● GIVEN REQUEST A:
Which pandas function does the data-cleaner page use to load a file ending in .json?
● GIVEN REQUEST B:
Rewrite the data-cleaner page from "import pandas as" up to and including "df = pd.read_json(filepath)", swapping "filepath" for "path" throughout.
● GIVEN REQUEST C:
Carry on the data-cleaner page from the point where it stops.

● PAGE:
◇ ◇ ◇ ◇ ◇ ◇ ◇
Data-Cleaner

Name: data-cleaner
Rating: 76
Author: SPIRAL-EDWIN

Systematically clean and preprocess raw data to ensure quality inputs for mathematical models.

When to Use

•After downloading or web scraping raw data
•Before any modeling or analysis
•When data has missing values, outliers, or inconsistent formats
•Need to document data quality for paper

Standard Cleaning Pipeline

Step 1: Load and Inspect

python

import pandas as pd
import numpy as np

def load_data(filepath):
    """Load data with automatic format detection"""
    
    # Detect file type
    if filepath.endswith('.csv'):
        df = pd.read_csv(filepath)
    elif filepath.endswith(('.xls', '.xlsx')):
        df = pd.read_excel(filepath)
    elif filepath.endswith('.json'):
        df = pd.read_json(filepath)
    else:
        raise ValueError(f"Unsupported file format: {filepath}")
    
    # Initial inspection
    print(f"Data shape: {df.shape}")
    print(f"\nColumn types:\n{df.dtypes}")
    print(f"\nFirst few rows:\n{df.head()}")
    print(f"\nMissing values:\n{df.isnull().sum()}")
    print(f"\nBasic statistics:\n{df.describe()}")
◇ ◇ ◇ ◇ ◇ ◇ ◇
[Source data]
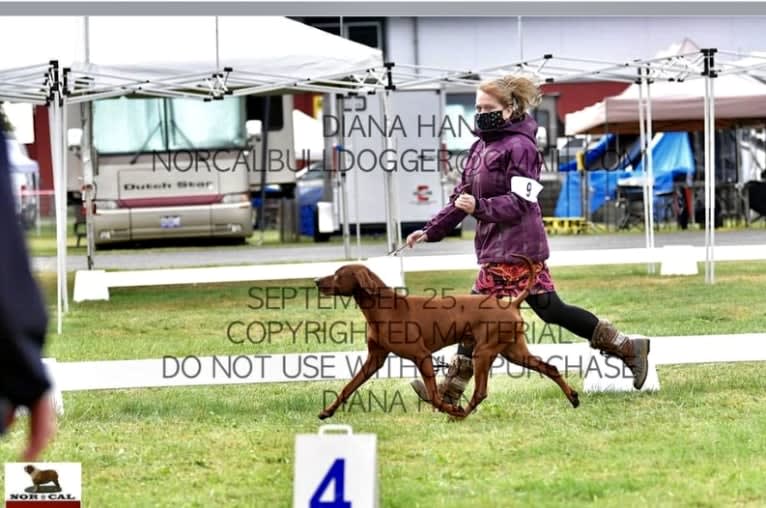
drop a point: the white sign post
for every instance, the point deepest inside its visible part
(337, 470)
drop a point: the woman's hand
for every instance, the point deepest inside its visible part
(416, 237)
(466, 202)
◇ ◇ ◇ ◇ ◇ ◇ ◇
● WRITTEN REPLY A:
pd.read_json

● WRITTEN REPLY B:
import pandas as pd
import numpy as np

def load_data(path):
    """Load data with automatic format detection"""
    
    # Detect file type
    if path.endswith('.csv'):
        df = pd.read_csv(path)
    elif path.endswith(('.xls', '.xlsx')):
        df = pd.read_excel(path)
    elif path.endswith('.json'):
        df = pd.read_json(path)

● WRITTEN REPLY C:
    return df

Step 2: Handle Missing Values

python

def handle_missing_values(df, strategy='auto', threshold=0.5):
    """
    Handle missing data with appropriate strategy
    
    Parameters:
    - strategy: 'auto', 'drop', 'mean', 'median', 'forward_fill', 'interpolate'
    - threshold: Drop columns if missing > threshold fraction
    """
    
    # Record initial state
    initial_shape = df.shape
    missing_report = df.isnull().sum()
    
    # Drop columns with too many missing values
    missing_fraction = df.isnull().sum() / len(df)
    cols_to_drop = missing_fraction[missing_fraction > threshold].index
    
    if len(cols_to_drop) > 0:
        print(f"Dropping columns with >{threshold*100}% missing: {list(cols_to_drop)}")
        df = df.drop(columns=cols_to_drop)
    
    # Handle remaining missing values
    for col in df.columns:
        if df[col].isnull().any():
            
            if strategy == 'auto':
                # Auto-select strategy based on data type and distribution
                if df[col].dtype in ['int64', 'float64']:
                    # Numeric: use median (robust to outliers)
                    fill_value = df[col].median()
                    df[col].fillna(fill_value, inplace=True)
                    print(f"  {col}: filled {missing_report[col]} values with median ({fill_value:.2f})")
                else:
                    # Categorical: use mode
                    fill_value = df[col].mode()[0]
                    df[col].fillna(fill_value, inplace=True)
                    print(f"  {col}: filled {missing_report[col]} values with mode ('{fill_value}')")
            
            elif strategy == 'mean':
                df[col].fillna(df[col].mean(), inplace=True)
            
            elif strategy == 'median':
                df[col].fillna(df[col].median(), inplace=True)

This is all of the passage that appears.